— What the exercise asks —
Return every line of the data below that contains the word "FROM".
┌────────
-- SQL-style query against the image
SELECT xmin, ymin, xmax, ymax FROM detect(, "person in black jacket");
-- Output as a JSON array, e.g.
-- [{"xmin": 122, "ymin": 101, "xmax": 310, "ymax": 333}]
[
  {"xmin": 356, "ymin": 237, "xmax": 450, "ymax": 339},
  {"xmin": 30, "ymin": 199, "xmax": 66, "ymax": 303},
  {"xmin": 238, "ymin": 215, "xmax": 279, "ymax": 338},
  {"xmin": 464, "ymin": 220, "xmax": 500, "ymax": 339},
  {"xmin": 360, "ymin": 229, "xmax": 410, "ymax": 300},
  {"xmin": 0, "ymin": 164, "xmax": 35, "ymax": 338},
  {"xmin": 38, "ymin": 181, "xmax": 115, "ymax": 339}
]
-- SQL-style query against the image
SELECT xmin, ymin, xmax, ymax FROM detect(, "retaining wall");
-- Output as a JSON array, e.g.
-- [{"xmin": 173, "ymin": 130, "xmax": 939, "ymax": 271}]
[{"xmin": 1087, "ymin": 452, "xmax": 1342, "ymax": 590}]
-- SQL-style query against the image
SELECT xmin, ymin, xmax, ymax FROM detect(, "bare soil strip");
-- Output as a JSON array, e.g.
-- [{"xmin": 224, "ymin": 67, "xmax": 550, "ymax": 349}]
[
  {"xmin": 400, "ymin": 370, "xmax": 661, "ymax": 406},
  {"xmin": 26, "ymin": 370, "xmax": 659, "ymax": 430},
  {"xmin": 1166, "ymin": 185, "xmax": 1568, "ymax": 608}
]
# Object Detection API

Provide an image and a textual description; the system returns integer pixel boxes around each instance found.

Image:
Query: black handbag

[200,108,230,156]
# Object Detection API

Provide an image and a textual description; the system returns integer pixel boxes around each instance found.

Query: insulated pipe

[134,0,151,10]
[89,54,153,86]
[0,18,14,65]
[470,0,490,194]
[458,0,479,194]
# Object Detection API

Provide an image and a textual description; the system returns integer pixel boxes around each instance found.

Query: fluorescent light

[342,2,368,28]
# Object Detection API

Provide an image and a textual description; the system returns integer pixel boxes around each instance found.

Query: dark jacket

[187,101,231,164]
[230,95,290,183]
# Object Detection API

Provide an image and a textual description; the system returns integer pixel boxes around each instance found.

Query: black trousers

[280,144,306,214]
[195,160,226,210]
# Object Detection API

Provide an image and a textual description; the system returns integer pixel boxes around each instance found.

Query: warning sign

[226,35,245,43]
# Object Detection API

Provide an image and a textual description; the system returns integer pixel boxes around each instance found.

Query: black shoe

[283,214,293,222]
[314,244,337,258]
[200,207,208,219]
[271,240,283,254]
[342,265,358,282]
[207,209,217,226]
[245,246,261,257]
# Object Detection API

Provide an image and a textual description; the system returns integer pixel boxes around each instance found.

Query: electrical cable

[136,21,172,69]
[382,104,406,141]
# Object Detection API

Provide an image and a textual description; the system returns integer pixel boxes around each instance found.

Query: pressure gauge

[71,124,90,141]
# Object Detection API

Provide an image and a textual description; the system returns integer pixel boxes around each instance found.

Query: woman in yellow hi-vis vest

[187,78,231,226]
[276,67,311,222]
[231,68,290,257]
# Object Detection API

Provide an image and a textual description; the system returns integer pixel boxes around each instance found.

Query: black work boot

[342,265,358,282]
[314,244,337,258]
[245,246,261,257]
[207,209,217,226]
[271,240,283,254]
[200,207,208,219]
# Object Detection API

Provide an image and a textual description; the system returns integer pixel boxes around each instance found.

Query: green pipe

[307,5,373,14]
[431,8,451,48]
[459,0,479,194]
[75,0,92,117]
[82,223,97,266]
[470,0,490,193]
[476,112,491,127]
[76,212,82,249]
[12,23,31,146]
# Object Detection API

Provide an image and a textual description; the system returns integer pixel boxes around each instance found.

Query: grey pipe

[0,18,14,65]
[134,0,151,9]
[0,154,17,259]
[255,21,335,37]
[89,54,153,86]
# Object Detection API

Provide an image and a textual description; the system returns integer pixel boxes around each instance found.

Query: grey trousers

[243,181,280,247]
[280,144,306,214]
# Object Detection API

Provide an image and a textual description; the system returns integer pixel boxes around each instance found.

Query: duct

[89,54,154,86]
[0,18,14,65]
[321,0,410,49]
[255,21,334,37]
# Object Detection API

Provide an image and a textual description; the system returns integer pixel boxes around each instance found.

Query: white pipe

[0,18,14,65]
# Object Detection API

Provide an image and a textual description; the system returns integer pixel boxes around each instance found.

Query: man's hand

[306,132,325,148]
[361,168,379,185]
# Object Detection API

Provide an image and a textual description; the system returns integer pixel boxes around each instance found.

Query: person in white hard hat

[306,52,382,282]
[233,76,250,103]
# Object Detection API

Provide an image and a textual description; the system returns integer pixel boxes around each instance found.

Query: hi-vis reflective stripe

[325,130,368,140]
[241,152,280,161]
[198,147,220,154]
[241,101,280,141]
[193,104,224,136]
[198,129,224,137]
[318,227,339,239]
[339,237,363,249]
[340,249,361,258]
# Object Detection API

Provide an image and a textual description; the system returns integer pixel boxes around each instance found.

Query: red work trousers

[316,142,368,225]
└────────
— In response —
SELECT xmin, ymin, xmax, ymax FROM detect(, "person in black jacket");
SELECT xmin, ymin, xmax, ymax FROM detect(, "retaining wall");
SELECT xmin, ymin, xmax, ymax FROM detect(, "bare soil strip");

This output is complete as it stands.